▶ Direction A: Please reproduce, word for word, the passage of the Randall Vines profile starting at "Best results in" and ending at "professional tournament ever.".

▶ Excerpt:
▼

Personal information
- Born: 6 June 1945 (age 80)
- Sporting nationality: Australia
- Partner: Robin

Career
- Turned professional: 1966
- Current tours: PGA Tour of Australia European Seniors Tour
- Professional wins: 16

Number of wins by tour
- PGA Tour of Australasia: 3
- Other: 12

Best results in major championships
- Masters Tournament: DNP
- PGA Championship: DNP
- U.S. Open: DNP
- The Open Championship: T25: 1971

= Randall Vines =

Australian professional golfer (born 1945)

Randall Vines (born 6 June 1945) is an Australian professional golfer. Vines was one of the top Australian golfers of his generation, winning a number of worldwide tournaments. He may be best remembered for his sterling 1968 season which included four significant worldwide wins across in Asia, Europe, and Australia, including a 17 stroke win at the Tasmanian Open. The victory is still considered by some to be the largest margin of victory in any golf significant professional tournament ever.

== Amateur career ==
Vines is from Brisbane, Australia. He had some success as an amateur, winning the 1963 Queensland Junior Golf Tournament.

==Professional career==
Vines turned professional in 1966. He began his career playing pro-ams in northern Queensland. His first victory was at the City of Cairns Open. In late 1966 he posted his first top performance at a major event, finishing solo third at the North Coast Open.

In 1967 Vines traveled to play in Europe. Although he spent most of his career in Australia his first great successes were in Europe. Early in the 1967 season he finished runner-up at the Spanish Open. In the summer, he held the lead after the first round of the Open Championship qualifier. He went on to qualify for the event. Later in the year he played excellently at the Engadine Open in Switzerland. He held lead entering the final round and, though overtaken by Graham Henning, would still finish solo second. This success culminated in two victories in the late summer. Aided by a hole-in-one in the final round, Vines shot 272 (−20) to win the Swiss Open by two over Guy Wolstenholme. The following week Vines was victorious again, winning the Basque Coast Open at Biarritz Golf Club in southwest France.

Vines soon returned down under to play on the Australian circuit. In late January he played excellently at the Wagga City Open, nearly overcoming Walter Godfrey's four shot overnight lead. He finished second at −10, two back. The following week he recorded an astonishing performance at the Tasmanian Open, winning the tournament by 17 strokes. It was later noted by an Australian journalist that his performance stood "as the biggest victory margin in a tournament in the world." The experience in Tasmania was personally important to Vines as well, as he had his honeymoon with his newlywed wife Robin while on the island. She served as his caddie during the tournament.

▲

▶ Direction B: Count the lines in the listing below that contain the word "open", and reply with the number alone.

▶ Provided entries:
▼

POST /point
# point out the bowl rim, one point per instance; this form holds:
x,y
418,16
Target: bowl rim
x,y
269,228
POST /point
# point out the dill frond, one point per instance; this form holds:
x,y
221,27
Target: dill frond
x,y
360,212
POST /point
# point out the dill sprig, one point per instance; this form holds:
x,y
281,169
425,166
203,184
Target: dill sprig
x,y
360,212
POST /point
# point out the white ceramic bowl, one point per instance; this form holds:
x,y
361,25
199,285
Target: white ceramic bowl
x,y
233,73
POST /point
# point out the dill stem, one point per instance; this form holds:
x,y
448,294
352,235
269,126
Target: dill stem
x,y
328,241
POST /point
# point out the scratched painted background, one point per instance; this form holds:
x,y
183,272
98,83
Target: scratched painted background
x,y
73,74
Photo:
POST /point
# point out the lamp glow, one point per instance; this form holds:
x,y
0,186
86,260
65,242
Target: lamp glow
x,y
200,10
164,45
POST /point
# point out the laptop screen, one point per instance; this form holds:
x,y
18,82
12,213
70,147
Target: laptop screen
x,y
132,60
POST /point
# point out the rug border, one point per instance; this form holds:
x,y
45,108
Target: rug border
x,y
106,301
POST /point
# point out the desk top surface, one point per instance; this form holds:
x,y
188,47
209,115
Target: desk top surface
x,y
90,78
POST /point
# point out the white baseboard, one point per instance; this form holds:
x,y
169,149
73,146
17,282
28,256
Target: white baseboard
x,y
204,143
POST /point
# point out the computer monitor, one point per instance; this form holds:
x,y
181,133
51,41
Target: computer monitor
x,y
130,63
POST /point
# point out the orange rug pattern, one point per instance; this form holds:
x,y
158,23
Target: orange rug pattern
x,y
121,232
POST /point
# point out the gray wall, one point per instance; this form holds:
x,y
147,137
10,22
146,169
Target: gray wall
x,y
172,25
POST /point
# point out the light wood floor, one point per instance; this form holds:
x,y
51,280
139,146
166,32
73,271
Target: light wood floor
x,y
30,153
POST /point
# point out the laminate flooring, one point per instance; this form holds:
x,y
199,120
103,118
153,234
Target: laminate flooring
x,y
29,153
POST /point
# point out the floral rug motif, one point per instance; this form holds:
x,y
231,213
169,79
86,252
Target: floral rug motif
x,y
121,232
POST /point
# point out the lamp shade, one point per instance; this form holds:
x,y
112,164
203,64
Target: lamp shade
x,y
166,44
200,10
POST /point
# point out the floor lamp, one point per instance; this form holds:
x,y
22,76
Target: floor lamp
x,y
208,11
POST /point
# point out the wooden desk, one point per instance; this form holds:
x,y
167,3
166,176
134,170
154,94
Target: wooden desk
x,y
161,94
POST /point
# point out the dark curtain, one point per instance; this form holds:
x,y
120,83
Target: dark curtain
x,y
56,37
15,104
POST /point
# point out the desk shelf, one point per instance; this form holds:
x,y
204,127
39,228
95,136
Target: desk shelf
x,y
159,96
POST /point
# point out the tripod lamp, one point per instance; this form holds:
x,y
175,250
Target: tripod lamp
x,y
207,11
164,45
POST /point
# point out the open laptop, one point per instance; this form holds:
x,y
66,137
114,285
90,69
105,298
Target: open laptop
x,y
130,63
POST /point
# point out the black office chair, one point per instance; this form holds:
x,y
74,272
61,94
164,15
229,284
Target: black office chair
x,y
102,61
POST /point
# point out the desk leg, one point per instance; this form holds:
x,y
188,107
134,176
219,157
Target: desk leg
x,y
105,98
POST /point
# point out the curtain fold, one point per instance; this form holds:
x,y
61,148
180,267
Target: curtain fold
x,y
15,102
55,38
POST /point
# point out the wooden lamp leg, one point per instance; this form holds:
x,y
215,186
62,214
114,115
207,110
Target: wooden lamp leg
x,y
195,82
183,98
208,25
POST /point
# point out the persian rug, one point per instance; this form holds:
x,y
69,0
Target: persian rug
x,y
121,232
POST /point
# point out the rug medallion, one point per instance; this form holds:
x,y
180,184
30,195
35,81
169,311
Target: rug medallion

▲

▶ Final result A:
Best results in major championships
- Masters Tournament: DNP
- PGA Championship: DNP
- U.S. Open: DNP
- The Open Championship: T25: 1971

= Randall Vines =

Australian professional golfer (born 1945)

Randall Vines (born 6 June 1945) is an Australian professional golfer. Vines was one of the top Australian golfers of his generation, winning a number of worldwide tournaments. He may be best remembered for his sterling 1968 season which included four significant worldwide wins across in Asia, Europe, and Australia, including a 17 stroke win at the Tasmanian Open. The victory is still considered by some to be the largest margin of victory in any golf significant professional tournament ever.

▶ Final result B: 2